— Start —
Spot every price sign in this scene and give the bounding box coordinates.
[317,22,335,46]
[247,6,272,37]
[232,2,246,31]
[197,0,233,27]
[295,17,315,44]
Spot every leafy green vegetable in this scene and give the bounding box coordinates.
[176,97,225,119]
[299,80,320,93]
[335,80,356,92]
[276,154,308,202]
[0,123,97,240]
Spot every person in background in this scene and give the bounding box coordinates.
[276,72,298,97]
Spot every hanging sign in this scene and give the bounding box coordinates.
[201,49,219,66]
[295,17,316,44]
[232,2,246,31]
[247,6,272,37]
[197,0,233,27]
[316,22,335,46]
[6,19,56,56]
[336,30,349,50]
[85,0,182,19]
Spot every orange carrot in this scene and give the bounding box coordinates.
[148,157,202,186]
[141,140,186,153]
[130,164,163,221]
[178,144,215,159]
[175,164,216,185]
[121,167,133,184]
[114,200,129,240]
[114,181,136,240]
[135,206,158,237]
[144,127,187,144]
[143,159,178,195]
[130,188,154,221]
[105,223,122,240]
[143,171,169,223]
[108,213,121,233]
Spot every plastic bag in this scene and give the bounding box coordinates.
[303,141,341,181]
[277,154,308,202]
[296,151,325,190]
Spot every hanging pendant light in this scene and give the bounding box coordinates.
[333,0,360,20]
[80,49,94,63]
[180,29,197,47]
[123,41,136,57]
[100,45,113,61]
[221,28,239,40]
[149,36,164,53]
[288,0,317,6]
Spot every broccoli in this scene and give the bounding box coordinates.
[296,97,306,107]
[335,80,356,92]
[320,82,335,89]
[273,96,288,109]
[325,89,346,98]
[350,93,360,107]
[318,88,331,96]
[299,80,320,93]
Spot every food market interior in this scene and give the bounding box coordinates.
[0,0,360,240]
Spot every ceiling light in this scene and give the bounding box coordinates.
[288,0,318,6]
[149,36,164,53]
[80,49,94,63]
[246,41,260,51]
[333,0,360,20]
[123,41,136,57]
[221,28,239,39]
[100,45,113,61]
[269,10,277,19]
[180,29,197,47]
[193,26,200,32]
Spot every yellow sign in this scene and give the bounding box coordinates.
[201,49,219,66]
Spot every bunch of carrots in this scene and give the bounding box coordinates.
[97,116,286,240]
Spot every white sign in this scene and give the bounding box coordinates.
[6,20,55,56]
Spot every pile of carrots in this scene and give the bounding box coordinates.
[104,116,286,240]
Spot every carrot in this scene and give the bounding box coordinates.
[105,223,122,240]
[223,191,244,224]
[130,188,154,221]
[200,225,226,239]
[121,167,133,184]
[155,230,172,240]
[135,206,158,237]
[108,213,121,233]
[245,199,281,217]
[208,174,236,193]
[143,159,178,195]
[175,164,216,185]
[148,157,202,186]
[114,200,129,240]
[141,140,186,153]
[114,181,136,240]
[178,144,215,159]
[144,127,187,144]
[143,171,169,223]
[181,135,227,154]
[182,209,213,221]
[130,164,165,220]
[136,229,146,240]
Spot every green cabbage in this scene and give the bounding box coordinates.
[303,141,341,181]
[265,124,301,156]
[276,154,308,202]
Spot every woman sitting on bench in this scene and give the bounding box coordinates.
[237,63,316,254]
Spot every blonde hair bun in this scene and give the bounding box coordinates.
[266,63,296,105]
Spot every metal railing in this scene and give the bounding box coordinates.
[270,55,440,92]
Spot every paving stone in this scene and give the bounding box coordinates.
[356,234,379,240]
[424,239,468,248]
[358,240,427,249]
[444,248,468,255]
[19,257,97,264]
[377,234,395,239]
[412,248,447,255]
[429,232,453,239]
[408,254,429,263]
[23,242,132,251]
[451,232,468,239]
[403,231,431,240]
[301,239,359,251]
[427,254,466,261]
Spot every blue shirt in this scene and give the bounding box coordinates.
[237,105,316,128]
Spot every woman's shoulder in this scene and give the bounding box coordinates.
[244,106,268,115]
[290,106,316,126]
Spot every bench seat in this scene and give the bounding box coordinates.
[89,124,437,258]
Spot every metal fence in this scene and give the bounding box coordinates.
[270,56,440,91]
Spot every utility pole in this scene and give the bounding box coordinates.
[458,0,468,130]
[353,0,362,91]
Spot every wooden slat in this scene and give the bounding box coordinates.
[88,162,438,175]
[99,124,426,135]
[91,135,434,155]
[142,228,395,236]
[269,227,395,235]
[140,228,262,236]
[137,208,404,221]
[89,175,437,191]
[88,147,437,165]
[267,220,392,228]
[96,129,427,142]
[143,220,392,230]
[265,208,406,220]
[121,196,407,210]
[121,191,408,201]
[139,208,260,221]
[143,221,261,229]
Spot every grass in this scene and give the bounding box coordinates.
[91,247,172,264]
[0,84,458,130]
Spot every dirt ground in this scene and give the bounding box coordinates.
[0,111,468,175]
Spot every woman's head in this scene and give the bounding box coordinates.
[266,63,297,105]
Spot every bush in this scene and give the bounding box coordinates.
— End —
WORK TO DO: Copy every line above word for word, changing nothing.

EXPECTED OUTPUT:
Spot every price sign in this scene and give the bounding box coordinates.
[317,22,335,46]
[247,6,272,37]
[232,2,246,31]
[197,0,233,27]
[295,17,315,44]
Spot every leafy green vegetable in this scene and give the bounding box coordinates.
[176,97,225,119]
[299,80,320,93]
[335,80,356,92]
[276,154,308,202]
[0,123,97,240]
Spot every person in background in this scene and give the bounding box coordinates.
[276,72,298,97]
Spot every hanging sign in this scene and give the bounding box coordinates.
[201,49,219,66]
[295,17,316,44]
[232,2,246,31]
[247,6,272,37]
[197,0,233,27]
[316,22,335,46]
[6,19,56,56]
[336,30,349,50]
[85,0,182,19]
Spot every orange carrot in this scene and give the bounding box coordinates.
[148,157,202,186]
[141,140,186,153]
[130,164,163,221]
[178,144,215,159]
[175,164,216,185]
[121,167,133,184]
[114,200,129,240]
[114,181,136,240]
[135,206,158,237]
[144,127,187,144]
[143,159,178,195]
[130,188,154,221]
[105,223,122,240]
[143,171,169,223]
[108,213,121,233]
Spot every plastic bag in this scene and give the bounding box coordinates.
[303,141,341,181]
[277,154,308,202]
[296,151,325,190]
Spot every hanging pendant light in this scene and give the bounding box coordinates.
[333,0,360,20]
[80,49,94,63]
[180,29,197,47]
[123,41,136,57]
[100,45,113,61]
[221,28,239,40]
[149,36,164,53]
[288,0,317,6]
Spot every broccoli in this scene and give the bounding box coordinates.
[296,97,306,107]
[335,80,356,92]
[320,82,335,89]
[273,96,288,109]
[325,89,346,98]
[350,93,360,107]
[318,88,331,96]
[299,80,320,93]
Spot every food market interior in this scene and give the bounding box coordinates.
[0,0,360,240]
Spot every ceiling light in this scene and give the bounding box coordinates.
[288,0,318,6]
[149,36,164,53]
[80,49,94,63]
[246,41,260,51]
[333,0,360,20]
[123,41,136,57]
[221,28,239,39]
[100,45,113,61]
[269,10,277,19]
[180,29,197,47]
[193,26,200,32]
Spot every yellow sign in this scene and give the bounding box coordinates.
[201,49,219,66]
Spot every bunch of carrots in this scene and give the bounding box coordinates.
[97,116,286,240]
Spot every white sign in this scene and give the bounding box coordinates.
[6,20,55,56]
Spot every pile of carrots in this scene and give the bounding box coordinates.
[104,116,286,240]
Spot every carrot in this scene and give the bounding box coordinates.
[105,223,122,240]
[223,191,244,224]
[130,188,154,221]
[200,225,226,239]
[121,167,133,184]
[155,230,172,240]
[135,206,158,237]
[108,213,121,233]
[245,199,281,217]
[208,174,236,193]
[143,159,178,195]
[175,164,216,185]
[148,157,202,186]
[114,200,129,240]
[141,140,186,153]
[114,181,136,240]
[178,144,215,159]
[144,127,187,144]
[143,171,169,223]
[181,135,227,154]
[182,209,213,221]
[130,164,165,220]
[136,229,146,240]
Spot every green cabbage in this scene and give the bounding box coordinates.
[303,141,341,181]
[265,124,301,156]
[276,154,308,202]
Spot every woman sitting on bench in this scene and give the bounding box coordinates.
[237,63,316,254]
Spot every blonde hair bun in this scene and give the bounding box coordinates.
[266,63,296,105]
Spot every metal railing in this scene and give the bounding box coordinates.
[270,55,440,92]
Spot every paving stone in this scene and give the bounding box coordinates.
[356,234,379,240]
[424,239,468,248]
[358,240,427,249]
[444,248,468,255]
[19,257,97,264]
[377,234,395,239]
[412,248,447,255]
[429,232,453,239]
[408,254,429,263]
[23,242,132,251]
[451,232,468,239]
[403,231,431,240]
[301,239,359,251]
[427,254,466,261]
Spot every blue shirt in this scene and give the bounding box coordinates.
[237,105,316,128]
Spot every woman's shoulder in this scene and give the bounding box coordinates.
[244,106,268,115]
[290,106,316,126]
Spot every bench seat in this scene and give the bounding box coordinates.
[89,124,437,258]
Spot every metal fence in this scene and give the bounding box coordinates.
[270,56,440,91]
Spot every utility pole in this scene and give the bounding box coordinates.
[458,0,468,130]
[353,0,362,91]
Spot every wooden slat in this scene and give the bounding box coordinates.
[88,162,438,175]
[99,124,426,135]
[91,135,434,155]
[142,228,395,236]
[269,227,395,235]
[140,228,262,236]
[137,208,404,221]
[89,175,437,191]
[88,147,437,165]
[267,220,392,228]
[96,129,427,142]
[143,220,392,230]
[265,208,406,220]
[121,196,407,210]
[121,191,408,201]
[139,208,260,221]
[143,221,261,229]
Spot every grass in this scene and give the bounding box coordinates.
[91,247,172,264]
[0,84,458,130]
Spot every dirt ground in this scene and give the bounding box coordinates.
[0,111,468,175]
Spot every woman's head in this scene and give the bounding box coordinates.
[266,63,297,105]
Spot every bush in this scene and give the bounding box coordinates.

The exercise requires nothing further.